[Excerpts from segmentation records]
** Start **

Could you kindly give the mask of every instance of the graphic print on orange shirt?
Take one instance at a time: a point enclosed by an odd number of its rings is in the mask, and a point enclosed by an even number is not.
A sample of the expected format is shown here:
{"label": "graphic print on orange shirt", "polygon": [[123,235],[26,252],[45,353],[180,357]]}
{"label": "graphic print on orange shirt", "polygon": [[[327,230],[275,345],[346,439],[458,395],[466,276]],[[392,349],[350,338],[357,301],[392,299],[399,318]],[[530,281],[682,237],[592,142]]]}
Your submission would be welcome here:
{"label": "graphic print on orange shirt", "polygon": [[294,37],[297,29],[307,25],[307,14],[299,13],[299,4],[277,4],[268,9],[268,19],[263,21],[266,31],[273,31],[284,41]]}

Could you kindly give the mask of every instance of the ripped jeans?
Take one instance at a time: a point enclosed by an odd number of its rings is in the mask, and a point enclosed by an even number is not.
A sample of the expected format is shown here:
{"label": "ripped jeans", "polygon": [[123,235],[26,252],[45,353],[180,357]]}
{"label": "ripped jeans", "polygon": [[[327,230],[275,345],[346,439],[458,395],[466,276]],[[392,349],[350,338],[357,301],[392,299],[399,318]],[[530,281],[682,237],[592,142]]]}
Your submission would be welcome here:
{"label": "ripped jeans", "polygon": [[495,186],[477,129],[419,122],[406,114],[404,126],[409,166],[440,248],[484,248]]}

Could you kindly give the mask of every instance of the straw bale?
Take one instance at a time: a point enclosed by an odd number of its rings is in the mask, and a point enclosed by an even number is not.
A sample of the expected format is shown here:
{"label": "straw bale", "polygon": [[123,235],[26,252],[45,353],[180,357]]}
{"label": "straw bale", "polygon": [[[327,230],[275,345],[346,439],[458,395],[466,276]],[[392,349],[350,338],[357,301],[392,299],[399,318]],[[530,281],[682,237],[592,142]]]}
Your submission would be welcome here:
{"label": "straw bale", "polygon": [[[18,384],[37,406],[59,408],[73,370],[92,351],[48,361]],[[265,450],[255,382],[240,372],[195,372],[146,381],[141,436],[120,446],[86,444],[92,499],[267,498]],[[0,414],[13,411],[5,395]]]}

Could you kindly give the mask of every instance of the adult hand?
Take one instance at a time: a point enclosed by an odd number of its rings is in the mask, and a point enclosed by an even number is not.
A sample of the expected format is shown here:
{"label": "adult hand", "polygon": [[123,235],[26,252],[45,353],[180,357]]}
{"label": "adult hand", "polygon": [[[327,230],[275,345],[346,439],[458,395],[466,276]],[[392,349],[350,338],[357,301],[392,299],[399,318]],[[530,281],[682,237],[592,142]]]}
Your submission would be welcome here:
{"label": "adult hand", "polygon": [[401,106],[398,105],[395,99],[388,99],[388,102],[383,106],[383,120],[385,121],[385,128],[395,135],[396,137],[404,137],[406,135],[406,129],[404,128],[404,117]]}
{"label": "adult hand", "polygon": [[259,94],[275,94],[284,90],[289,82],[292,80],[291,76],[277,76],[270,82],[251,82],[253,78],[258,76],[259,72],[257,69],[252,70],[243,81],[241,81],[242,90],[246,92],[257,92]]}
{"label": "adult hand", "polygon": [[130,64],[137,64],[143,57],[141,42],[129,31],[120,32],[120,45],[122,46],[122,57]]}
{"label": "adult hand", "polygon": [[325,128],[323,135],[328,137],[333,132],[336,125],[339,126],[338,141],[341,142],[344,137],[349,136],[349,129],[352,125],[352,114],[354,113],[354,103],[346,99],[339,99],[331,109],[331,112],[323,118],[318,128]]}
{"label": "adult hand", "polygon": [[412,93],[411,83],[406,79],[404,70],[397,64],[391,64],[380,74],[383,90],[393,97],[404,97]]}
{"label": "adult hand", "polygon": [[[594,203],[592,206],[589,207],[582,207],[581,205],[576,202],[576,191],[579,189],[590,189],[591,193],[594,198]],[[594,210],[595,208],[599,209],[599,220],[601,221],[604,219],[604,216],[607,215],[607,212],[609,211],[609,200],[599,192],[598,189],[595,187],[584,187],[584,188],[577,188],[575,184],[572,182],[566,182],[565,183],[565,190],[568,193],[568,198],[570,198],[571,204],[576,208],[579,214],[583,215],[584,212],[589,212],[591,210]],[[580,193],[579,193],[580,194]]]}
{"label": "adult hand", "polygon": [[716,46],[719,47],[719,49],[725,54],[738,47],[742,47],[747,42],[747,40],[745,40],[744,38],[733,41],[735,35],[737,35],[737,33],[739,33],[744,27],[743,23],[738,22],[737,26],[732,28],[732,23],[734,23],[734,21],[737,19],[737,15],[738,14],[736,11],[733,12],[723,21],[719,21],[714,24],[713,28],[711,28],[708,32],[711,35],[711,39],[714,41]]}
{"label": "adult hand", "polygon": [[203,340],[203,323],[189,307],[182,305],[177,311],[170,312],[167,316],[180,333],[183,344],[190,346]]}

** End **

## Task
Report each line of the listing above that contains the word "every", copying the lines in full. Case counts: a match must have the same capitalization.

## Output below
Could you kindly give the mask of every instance of the graphic print on orange shirt?
Could you kindly give the mask of every instance of the ripped jeans?
Could you kindly give the mask of every instance of the straw bale?
Could you kindly give the mask of every instance of the adult hand?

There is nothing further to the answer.